### INSTRUCTIONS FOR THE TASK
Copy each of the following lines word for word, leaving out the pictures.

### EXTRACTED DATA

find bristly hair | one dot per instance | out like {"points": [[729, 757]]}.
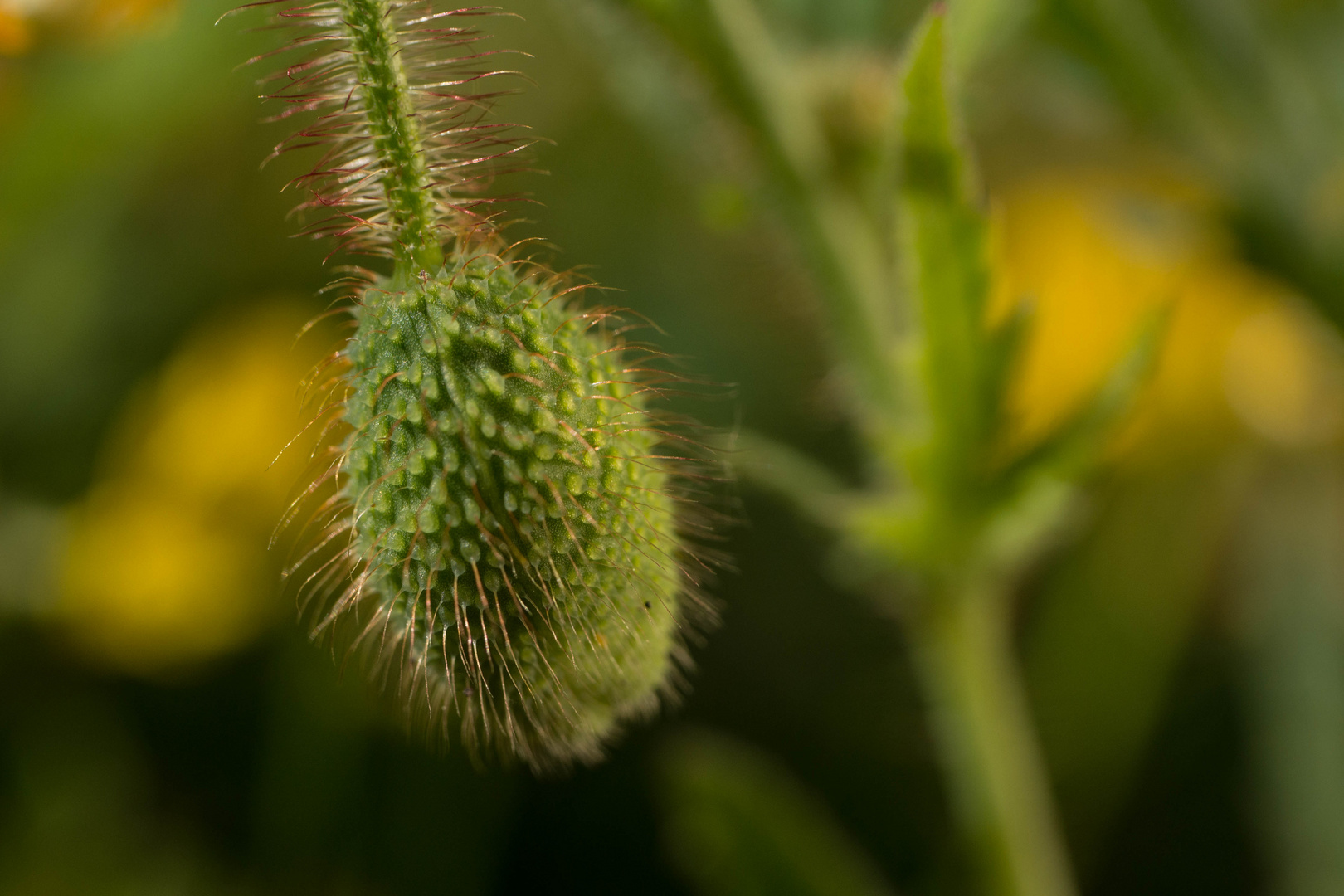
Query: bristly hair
{"points": [[449, 91]]}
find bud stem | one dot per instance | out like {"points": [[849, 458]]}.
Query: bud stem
{"points": [[396, 134]]}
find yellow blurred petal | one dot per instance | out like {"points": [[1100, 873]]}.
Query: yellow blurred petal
{"points": [[1096, 254], [167, 562], [1283, 377], [149, 585], [15, 34]]}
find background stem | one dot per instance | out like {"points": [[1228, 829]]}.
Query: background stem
{"points": [[984, 733]]}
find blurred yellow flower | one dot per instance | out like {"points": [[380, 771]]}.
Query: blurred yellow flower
{"points": [[167, 559], [84, 17], [1097, 254]]}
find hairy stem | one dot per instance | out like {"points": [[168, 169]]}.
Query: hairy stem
{"points": [[396, 132], [984, 731]]}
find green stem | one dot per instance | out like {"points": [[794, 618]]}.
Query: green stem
{"points": [[984, 733], [396, 134]]}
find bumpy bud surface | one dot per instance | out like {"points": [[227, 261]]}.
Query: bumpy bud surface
{"points": [[514, 527]]}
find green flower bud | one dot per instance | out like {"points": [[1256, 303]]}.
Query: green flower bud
{"points": [[543, 627]]}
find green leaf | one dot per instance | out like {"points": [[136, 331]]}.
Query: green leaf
{"points": [[737, 824], [949, 270]]}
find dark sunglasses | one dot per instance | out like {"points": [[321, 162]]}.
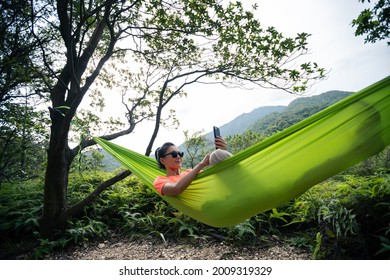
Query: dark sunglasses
{"points": [[174, 154]]}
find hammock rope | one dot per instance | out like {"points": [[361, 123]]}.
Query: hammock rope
{"points": [[281, 167]]}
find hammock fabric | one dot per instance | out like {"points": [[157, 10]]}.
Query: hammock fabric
{"points": [[281, 167]]}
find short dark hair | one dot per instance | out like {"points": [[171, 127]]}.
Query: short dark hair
{"points": [[160, 152]]}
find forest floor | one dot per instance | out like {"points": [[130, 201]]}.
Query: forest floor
{"points": [[122, 248]]}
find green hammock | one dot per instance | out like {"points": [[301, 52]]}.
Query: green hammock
{"points": [[281, 167]]}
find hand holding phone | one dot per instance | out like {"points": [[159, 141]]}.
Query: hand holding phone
{"points": [[217, 133]]}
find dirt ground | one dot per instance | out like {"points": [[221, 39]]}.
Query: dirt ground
{"points": [[125, 249]]}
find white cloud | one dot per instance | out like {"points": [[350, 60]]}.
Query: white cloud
{"points": [[354, 65]]}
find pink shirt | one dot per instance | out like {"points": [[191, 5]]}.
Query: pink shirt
{"points": [[162, 180]]}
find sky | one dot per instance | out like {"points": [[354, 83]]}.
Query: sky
{"points": [[353, 66]]}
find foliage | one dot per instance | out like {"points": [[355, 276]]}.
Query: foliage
{"points": [[374, 22], [346, 217]]}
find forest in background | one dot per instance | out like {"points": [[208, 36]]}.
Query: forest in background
{"points": [[55, 55], [345, 217]]}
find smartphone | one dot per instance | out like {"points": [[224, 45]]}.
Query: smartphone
{"points": [[217, 132]]}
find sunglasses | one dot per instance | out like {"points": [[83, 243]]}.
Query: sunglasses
{"points": [[174, 154]]}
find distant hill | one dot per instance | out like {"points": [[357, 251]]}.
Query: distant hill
{"points": [[297, 110], [270, 119], [246, 120]]}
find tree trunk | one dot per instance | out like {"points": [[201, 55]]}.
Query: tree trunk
{"points": [[54, 215]]}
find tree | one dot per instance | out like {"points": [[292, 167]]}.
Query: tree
{"points": [[172, 43], [374, 22]]}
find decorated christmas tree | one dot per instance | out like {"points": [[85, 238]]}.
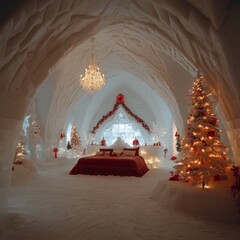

### ANSWER TO THE EXERCISE
find bristly hair | one dot per instance | out like {"points": [[729, 757]]}.
Query: bristly hair
{"points": [[449, 91]]}
find bud stem | one dot per instance | out like {"points": [[849, 458]]}.
Query: bud stem
{"points": [[396, 134]]}
find yellow blurred petal | one dot per instance | out like {"points": [[1100, 873]]}.
Query: yellow blurred petal
{"points": [[1096, 254], [167, 562], [1283, 377], [149, 585], [15, 34]]}
find background stem | one dot per instance | out like {"points": [[1228, 829]]}.
Query: background stem
{"points": [[984, 733]]}
find blurred yellow flower | one dot per instance | out like {"points": [[380, 771]]}.
Query: blurred yellow flower
{"points": [[167, 559], [84, 17], [1097, 254]]}
find hairy stem | one dot per instance | out like {"points": [[168, 169]]}.
Query: hairy stem
{"points": [[396, 132], [984, 731]]}
find green stem | one dot per instance | out like {"points": [[794, 618]]}.
Query: green stem
{"points": [[984, 733], [396, 134]]}
find bumpy bud surface | one dot per instance | out like {"points": [[227, 261]]}.
Query: bumpy bud surface
{"points": [[514, 527]]}
find green flower bud | one dot per instance | out like {"points": [[1256, 303]]}.
Query: green flower bud
{"points": [[543, 627]]}
find green leaf | one dot per instance | out like {"points": [[136, 331]]}.
Query: green leaf
{"points": [[737, 824], [949, 270]]}
find dark sunglasses | one dot per instance | out like {"points": [[321, 162]]}.
Query: dark sunglasses
{"points": [[174, 154]]}
find hammock rope | one dot per instance | out like {"points": [[361, 123]]}.
Query: hammock rope
{"points": [[281, 167]]}
find hammock fabric | one dot per instance | out like {"points": [[157, 10]]}.
Query: hammock fabric
{"points": [[281, 167]]}
find short dark hair | one dot per instance | out like {"points": [[171, 127]]}.
Query: short dark hair
{"points": [[160, 152]]}
find forest floor | one dot per instance | out like {"points": [[130, 201]]}.
Query: forest floor
{"points": [[122, 248]]}
find green hammock | one dot per instance | out like {"points": [[301, 52]]}.
Query: green hammock
{"points": [[281, 167]]}
find hand holding phone | one dot per instance | out like {"points": [[159, 141]]}.
Query: hand holding phone
{"points": [[217, 133]]}
find dirt ground | one dot per instance | out like {"points": [[221, 39]]}.
Query: dirt ground
{"points": [[125, 249]]}
find white cloud | one dot per instance | out like {"points": [[350, 60]]}.
Query: white cloud
{"points": [[354, 65]]}
find pink shirt | one dot per instance | out like {"points": [[191, 5]]}.
Query: pink shirt
{"points": [[162, 180]]}
find sky | one dot per instance | out like {"points": [[354, 83]]}.
Query: sky
{"points": [[353, 66]]}
find foliage | one dot per instance | out like {"points": [[355, 276]]}.
Query: foliage
{"points": [[374, 22], [346, 217]]}
find forest in background | one dot per instance | out like {"points": [[208, 36]]}.
Query: forest in background
{"points": [[55, 55], [345, 217]]}
find smartphone | one dot per instance | out like {"points": [[224, 45]]}.
Query: smartphone
{"points": [[217, 132]]}
find sunglasses | one dot per instance | out like {"points": [[83, 243]]}.
Query: sunglasses
{"points": [[174, 154]]}
find distant hill | one dot per instance | out like {"points": [[357, 251]]}.
Query: distant hill
{"points": [[297, 110], [270, 119], [246, 120]]}
find tree trunk | one dot per instance | out like {"points": [[201, 55]]}.
Query: tree trunk
{"points": [[54, 215]]}
find tree | one dot per instance | out like {"points": [[292, 167]]}.
Query: tree
{"points": [[172, 43], [374, 22]]}
find decorated christmas tree | one dot per instance | out like {"points": [[85, 238]]}.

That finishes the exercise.